=== INPUT DATA ===

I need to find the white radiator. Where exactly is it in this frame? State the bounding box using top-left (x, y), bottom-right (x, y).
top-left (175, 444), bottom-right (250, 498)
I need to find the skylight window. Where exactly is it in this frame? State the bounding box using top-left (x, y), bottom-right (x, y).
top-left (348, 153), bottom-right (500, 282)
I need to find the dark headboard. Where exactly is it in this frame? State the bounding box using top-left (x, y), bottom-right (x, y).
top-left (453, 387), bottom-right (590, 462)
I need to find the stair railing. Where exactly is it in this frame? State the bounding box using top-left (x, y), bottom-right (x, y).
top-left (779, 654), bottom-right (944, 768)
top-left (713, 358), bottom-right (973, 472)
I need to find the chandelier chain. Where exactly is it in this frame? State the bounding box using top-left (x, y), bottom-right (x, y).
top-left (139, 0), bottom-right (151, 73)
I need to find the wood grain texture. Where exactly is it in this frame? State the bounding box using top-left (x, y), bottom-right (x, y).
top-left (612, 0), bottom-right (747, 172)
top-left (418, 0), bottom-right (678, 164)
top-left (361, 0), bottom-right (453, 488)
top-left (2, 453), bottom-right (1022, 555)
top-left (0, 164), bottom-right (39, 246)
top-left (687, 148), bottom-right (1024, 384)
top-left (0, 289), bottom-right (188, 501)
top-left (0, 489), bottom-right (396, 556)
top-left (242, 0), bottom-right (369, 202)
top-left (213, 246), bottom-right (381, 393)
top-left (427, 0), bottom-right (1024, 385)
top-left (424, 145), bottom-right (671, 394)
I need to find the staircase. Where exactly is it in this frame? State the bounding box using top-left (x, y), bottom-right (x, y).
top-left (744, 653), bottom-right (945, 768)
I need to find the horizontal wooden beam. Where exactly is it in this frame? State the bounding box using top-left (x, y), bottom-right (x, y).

===

● **YOUR TASK**:
Retype the records that precede this task, keeping them exactly the same.

● **ANSWER FOR THIS EXERCISE**:
I need to find the white radiator. Where exactly is it in this frame? State the bounding box using top-left (x, y), bottom-right (x, y).
top-left (175, 444), bottom-right (250, 498)
I need to find the skylight window. Where exactly is it in this frame? State the bounding box using top-left (x, y), bottom-right (x, y).
top-left (348, 153), bottom-right (500, 282)
I need to find the dark headboard. Where exactly is it in this frame? State the bounding box using top-left (x, y), bottom-right (x, y).
top-left (453, 387), bottom-right (590, 462)
I need to find the stair railing. Where exactly is it in this frame? State the bounding box using top-left (x, y), bottom-right (x, y).
top-left (779, 654), bottom-right (944, 768)
top-left (713, 358), bottom-right (973, 472)
I need to find the chandelier chain. Where exactly is it in this frame? State the bounding box using top-left (x, y), bottom-right (x, y).
top-left (139, 0), bottom-right (151, 73)
I need to find the wood grain texture. Where exactly is it in this frame? State the bounding box using top-left (x, y), bottom-right (x, y).
top-left (612, 0), bottom-right (747, 172)
top-left (418, 0), bottom-right (678, 164)
top-left (361, 0), bottom-right (453, 488)
top-left (2, 453), bottom-right (1022, 555)
top-left (0, 164), bottom-right (39, 246)
top-left (687, 148), bottom-right (1024, 384)
top-left (0, 289), bottom-right (188, 501)
top-left (0, 489), bottom-right (396, 556)
top-left (242, 0), bottom-right (369, 202)
top-left (213, 246), bottom-right (381, 393)
top-left (427, 0), bottom-right (1024, 385)
top-left (424, 145), bottom-right (671, 394)
I need to find the staircase. Where exactly is it in this frame? State the bounding box using top-left (x, y), bottom-right (x, y).
top-left (744, 653), bottom-right (945, 768)
I need to find the horizontal wooden beam. Where exactly is it in this frame? State the bounding box using top-left (x, y), bottom-right (x, y).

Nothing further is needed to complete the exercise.